**Request:** Give as a numbered list, leaving out blank lines, only the lines starting with the line containing "Put a marker on every instance of the black" and going on through the line containing "[(300, 200)]".

**Data section:**
━━━━━━━━━━━━━━━━━━━━━━━━━━━━━━

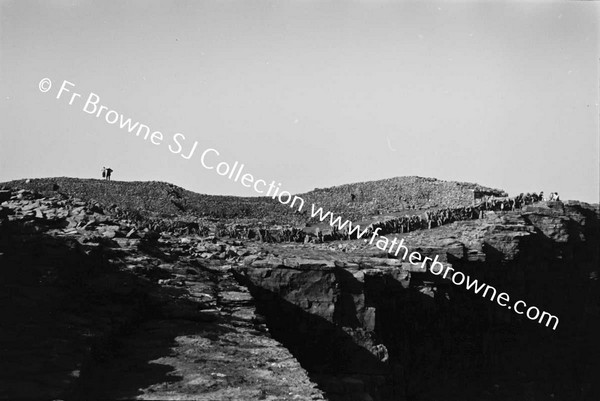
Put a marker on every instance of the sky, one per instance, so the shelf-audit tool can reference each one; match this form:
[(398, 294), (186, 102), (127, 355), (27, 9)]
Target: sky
[(309, 94)]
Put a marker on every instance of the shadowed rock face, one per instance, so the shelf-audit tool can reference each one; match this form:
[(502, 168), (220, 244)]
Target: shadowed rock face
[(401, 333), (92, 311)]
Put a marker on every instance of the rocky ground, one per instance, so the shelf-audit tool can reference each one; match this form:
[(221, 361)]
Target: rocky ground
[(93, 309), (98, 307)]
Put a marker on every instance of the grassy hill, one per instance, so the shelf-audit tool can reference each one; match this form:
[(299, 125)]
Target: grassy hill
[(157, 198)]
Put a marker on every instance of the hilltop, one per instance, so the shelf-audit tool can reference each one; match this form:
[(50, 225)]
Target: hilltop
[(354, 201)]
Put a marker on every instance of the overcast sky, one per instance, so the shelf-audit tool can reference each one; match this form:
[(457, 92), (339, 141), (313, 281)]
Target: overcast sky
[(307, 93)]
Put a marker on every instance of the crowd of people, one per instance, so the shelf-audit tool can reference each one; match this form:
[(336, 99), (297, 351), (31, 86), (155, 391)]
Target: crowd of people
[(106, 173), (400, 224), (397, 224)]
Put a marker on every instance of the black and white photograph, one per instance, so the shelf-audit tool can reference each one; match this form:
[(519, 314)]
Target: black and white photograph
[(300, 200)]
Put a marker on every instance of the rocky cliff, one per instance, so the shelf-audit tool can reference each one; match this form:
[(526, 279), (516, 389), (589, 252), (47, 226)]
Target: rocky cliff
[(371, 327)]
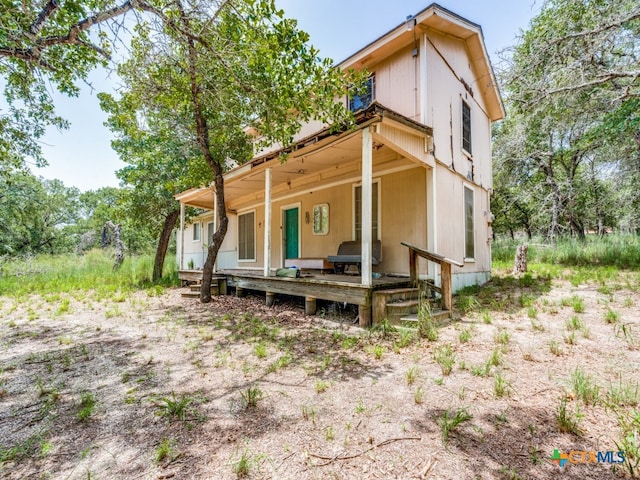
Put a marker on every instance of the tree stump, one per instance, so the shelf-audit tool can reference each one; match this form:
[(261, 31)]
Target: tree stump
[(520, 265), (119, 245)]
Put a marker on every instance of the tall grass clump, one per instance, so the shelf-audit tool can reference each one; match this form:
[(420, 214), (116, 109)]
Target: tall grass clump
[(618, 250), (48, 274)]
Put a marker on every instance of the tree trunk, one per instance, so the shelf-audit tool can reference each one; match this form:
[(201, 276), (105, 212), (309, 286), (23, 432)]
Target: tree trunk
[(116, 230), (520, 265), (202, 136), (163, 244), (216, 241)]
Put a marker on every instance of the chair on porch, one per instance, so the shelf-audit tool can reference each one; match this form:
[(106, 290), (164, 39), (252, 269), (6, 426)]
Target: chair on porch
[(349, 253)]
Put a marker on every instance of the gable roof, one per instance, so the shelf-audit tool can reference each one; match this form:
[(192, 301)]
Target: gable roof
[(435, 17)]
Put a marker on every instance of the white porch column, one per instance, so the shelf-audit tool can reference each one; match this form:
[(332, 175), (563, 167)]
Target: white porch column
[(181, 236), (215, 226), (267, 221), (367, 177)]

━━━━━━━━━━━━━━━━━━━━━━━━━━━━━━

**Final result:**
1. Put a marker on every instance of the black and white photograph, one per instance, so the shelf-audit tool can reference each one; match this form:
2. [(519, 314)]
3. Target: black and white photograph
4. [(300, 200)]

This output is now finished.